> _Text passage_
++++

Usually, the idea of pedestrian navigation tools consists in presenting the user a map of the environment (Delikostidis 2009). Additionally, information insets are displayed onto the map, in order to indicate the whereabouts of the user as well as where she has to go next; others augment audio information with visual cues about directions (Chittaro 2005). While such approaches simulate the employment of conventional city maps, there are other modes conceivable how an assistant could provide help for wayfinding tasks. For example, as opposed to conventional maps which show the environment from the bird’s eye view, a three dimensional view can be shown to the user on a graphical display (Maehara 2002); such a view simulates the perspective of the pedestrian, and hence, seems more plausible than a conventional map. Moreover, there are tactile maps which are particularly designed for visually impaired people (Caddeo 2006). Yet another example is a system giving audio instructions which completely replace the employment of maps (Fickas 2008). This has the advantage that devices are not necessary in order to display maps. Such devices require usually interactions with the user who does not always have his hands free. Another problem is that sun light is frequently too bright, making it impossible recognising information on the display. Eventually, many people have difficulties in reading maps, since maps contain normally too much information and because users have to know how they have to orient themselves with regard to the map. What all those navigation tools have in common are the underlying mechanisms to provide efficient routes.

While technology takes care of efficiency, safety is hardly taken into account by pedestrian navigation tools available today. Users might have difficulties in wayfinding tasks for quite different reasons, influencing what safety means in a particular context. Elderly, for instance, have sometimes difficulties in finding a place in unfamiliar environments (Chang 2010). Orientation abilities, it seems, degrade. Frequently elderly would feel uncomfortable when being at foreign places; little support is already of help. Even much more difficult is the situation for elderly who suffer from dementia, because orientation abilities of such patients significantly decrease.

++++

(Collected data entries)
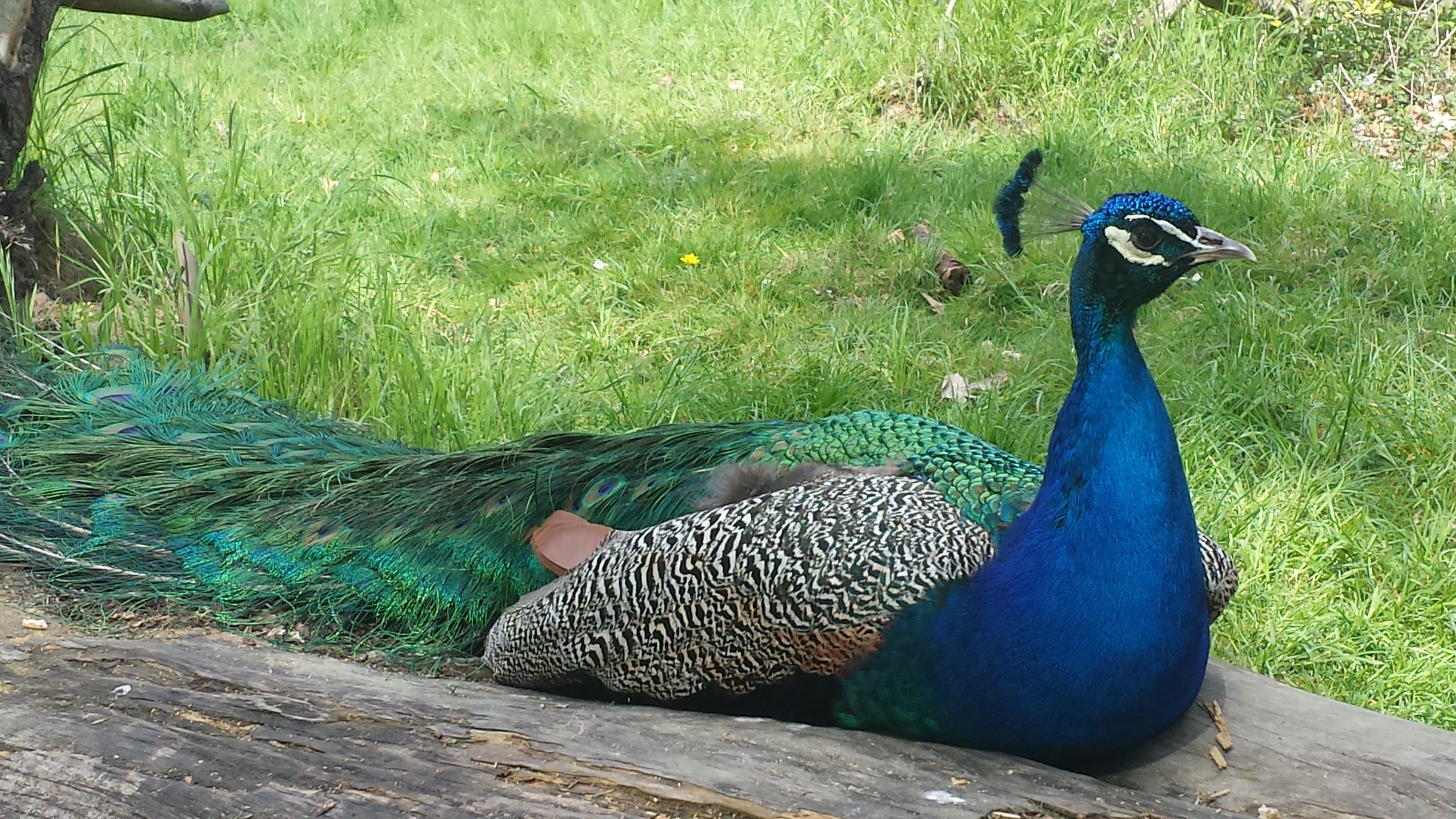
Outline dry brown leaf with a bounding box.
[965,370,1011,396]
[1195,788,1230,805]
[941,373,971,404]
[941,370,1011,404]
[31,290,61,329]
[935,251,971,296]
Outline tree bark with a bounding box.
[0,635,1456,819]
[0,0,60,188]
[61,0,227,23]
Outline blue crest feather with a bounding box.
[991,148,1093,256]
[991,148,1041,256]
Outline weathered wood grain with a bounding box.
[0,637,1456,819]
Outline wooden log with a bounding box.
[61,0,227,23]
[0,635,1456,819]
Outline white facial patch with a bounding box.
[1102,224,1168,267]
[1127,213,1194,245]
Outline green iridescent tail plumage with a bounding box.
[0,351,1041,653]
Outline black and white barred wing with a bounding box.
[485,474,991,699]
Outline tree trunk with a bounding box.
[0,635,1456,819]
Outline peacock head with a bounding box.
[1079,191,1254,308]
[994,150,1254,309]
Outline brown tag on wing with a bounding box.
[527,510,612,577]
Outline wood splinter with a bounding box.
[1203,699,1233,751]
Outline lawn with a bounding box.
[11,0,1456,729]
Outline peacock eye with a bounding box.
[1130,222,1163,252]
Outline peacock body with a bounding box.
[0,151,1252,759]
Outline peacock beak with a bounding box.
[1188,226,1258,264]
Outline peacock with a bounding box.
[0,152,1254,761]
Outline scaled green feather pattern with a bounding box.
[0,350,1041,654]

++++

> _Required work_
a) Summarize the passage on pedestrian navigation tools in two sentences.
b) Rewrite the pedestrian navigation passage from "While technology takes" up to and including "patients significantly decrease.", replacing "unfamiliar environments" with "unknown surroundings".
c) Continue the passage on pedestrian navigation tools from its final sentence.
The items play no part in the work that comes next.

> _Exercise results_
a) Pedestrian navigation tools usually present a map with information insets, but other approaches include three-dimensional views, tactile maps for visually impaired people, and audio instructions that replace maps entirely. While these tools share mechanisms for providing efficient routes, safety is hardly taken into account, even though groups such as the elderly, and especially those with dementia, have difficulties finding their way in unfamiliar environments.

b)
While technology takes care of efficiency, safety is hardly taken into account by pedestrian navigation tools available today. Users might have difficulties in wayfinding tasks for quite different reasons, influencing what safety means in a particular context. Elderly, for instance, have sometimes difficulties in finding a place in unknown surroundings (Chang 2010). Orientation abilities, it seems, degrade. Frequently elderly would feel uncomfortable when being at foreign places; little support is already of help. Even much more difficult is the situation for elderly who suffer from dementia, because orientation abilities of such patients significantly decrease.

c)
Quite another group are children who are not trained to find their way alone (Read 2003). They usually have been together with their parents who take care of wayfinding. As soon as they would be allowed to go to school and elsewhere alone, they are in an age where most of them are particularly curious about everything happening around them. Additionally, they are active and behave vividly. Sometimes they do even unexpected things, posing a problem for themselves as well as other traffic participants. A kid following the ball that jumps onto the street is textbook.

Yet another target group are visually impaired pedestrians (Caddeo 2006). While they are used to find their way in familiar environments, foreign areas are difficult to exploit for them. In addition to the genuine wayfinding problem, appropriate instructions need to be given to visually impaired users. Depending on the specific environment that surrounds the user it will be more or less a challenge to take everything into account that should be known by the visually impaired user in order to guide him safely through the environment.